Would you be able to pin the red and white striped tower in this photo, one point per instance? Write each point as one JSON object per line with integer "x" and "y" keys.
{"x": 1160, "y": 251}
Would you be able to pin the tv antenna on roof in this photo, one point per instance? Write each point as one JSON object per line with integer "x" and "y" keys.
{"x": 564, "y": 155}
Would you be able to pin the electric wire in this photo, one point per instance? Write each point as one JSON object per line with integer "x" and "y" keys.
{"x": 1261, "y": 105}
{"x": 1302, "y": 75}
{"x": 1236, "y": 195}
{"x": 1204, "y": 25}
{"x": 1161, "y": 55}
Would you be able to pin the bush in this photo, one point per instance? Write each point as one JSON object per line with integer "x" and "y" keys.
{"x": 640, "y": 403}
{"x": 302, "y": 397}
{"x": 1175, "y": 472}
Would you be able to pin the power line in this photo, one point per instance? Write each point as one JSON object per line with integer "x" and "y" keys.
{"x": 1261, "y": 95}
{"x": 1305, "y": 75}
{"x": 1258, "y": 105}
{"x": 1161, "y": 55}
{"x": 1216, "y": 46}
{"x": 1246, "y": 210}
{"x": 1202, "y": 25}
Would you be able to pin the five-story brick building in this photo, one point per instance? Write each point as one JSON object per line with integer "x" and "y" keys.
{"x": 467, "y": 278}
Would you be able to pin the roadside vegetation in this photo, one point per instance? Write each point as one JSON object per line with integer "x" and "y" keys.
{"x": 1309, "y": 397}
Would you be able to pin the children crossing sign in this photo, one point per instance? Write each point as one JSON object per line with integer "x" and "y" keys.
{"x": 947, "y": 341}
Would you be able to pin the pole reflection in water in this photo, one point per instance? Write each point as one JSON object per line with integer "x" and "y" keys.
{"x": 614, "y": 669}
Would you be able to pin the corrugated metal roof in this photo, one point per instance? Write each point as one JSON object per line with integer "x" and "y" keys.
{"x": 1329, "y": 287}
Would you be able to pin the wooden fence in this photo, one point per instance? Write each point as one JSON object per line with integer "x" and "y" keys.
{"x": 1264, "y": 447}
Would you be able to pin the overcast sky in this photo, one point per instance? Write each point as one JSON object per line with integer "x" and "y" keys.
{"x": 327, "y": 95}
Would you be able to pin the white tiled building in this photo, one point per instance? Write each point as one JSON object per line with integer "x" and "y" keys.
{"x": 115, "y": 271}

▸ TASK DESCRIPTION: Give back the complete data exactly as supplied.

▸ COMPLETED TASK:
Would you be able to pin the red and white striped tower in this photo, one point per instance? Write each point as one JSON object per line with integer "x" and "y" keys.
{"x": 1160, "y": 251}
Would you be able to pin the tv antenna on roof in this photo, one point per instance? Write each point as one JSON object per line with integer "x" and "y" keys.
{"x": 564, "y": 155}
Would you be able to pin the electric wire in this photo, one point per instance? Write each point as one JSON object per line with integer "x" and "y" keys.
{"x": 1261, "y": 105}
{"x": 1302, "y": 75}
{"x": 1236, "y": 195}
{"x": 1204, "y": 25}
{"x": 1161, "y": 55}
Would you be able to pin the bush in this photo, one point per instance? Write each point as one JSON object per line with integer "x" and "y" keys.
{"x": 640, "y": 403}
{"x": 302, "y": 397}
{"x": 1175, "y": 472}
Would you be able to pin the power line in this photo, one point per instance? Write each point as one JSON object per line with integer "x" and "y" keys.
{"x": 1261, "y": 95}
{"x": 1305, "y": 75}
{"x": 1258, "y": 105}
{"x": 1161, "y": 55}
{"x": 1216, "y": 46}
{"x": 1246, "y": 210}
{"x": 1202, "y": 25}
Would you be able to pin the five-story brick building in this photo, one point per instance? Write each point as one JSON object per line with integer "x" and "y" keys.
{"x": 467, "y": 278}
Would you be able to pin the roadside vegetation in this photo, one point per instance? Write each point as one JSON object per line with integer "x" and "y" keys.
{"x": 1309, "y": 397}
Would you be able to pin the children crossing sign in this photo, one point per instance? Write each point as one JSON object per line with integer "x" and "y" keys.
{"x": 947, "y": 341}
Would you be able to pin the pole reflection in water in this photo, one point per instance? Write each point as one JSON object per line with integer "x" and "y" keys.
{"x": 614, "y": 669}
Would you be able to pin the corrugated metal roof in this photo, one point per instance? Write each point as one JSON object per line with integer "x" and "y" keys.
{"x": 1329, "y": 287}
Would you be able to pin the wooden fence in this photo, one point per instance? Write each point as one JSON object per line with integer "x" and "y" keys.
{"x": 1264, "y": 447}
Would you be able to pin the overcast sky in this photo, one point per instance? Write each point as one JSON object per line with integer "x" and "y" keys.
{"x": 327, "y": 95}
Would you be able to pin the white tiled building in this photo, one point per instance? Write each point as one JSON object per line with integer "x" and "y" keys.
{"x": 115, "y": 271}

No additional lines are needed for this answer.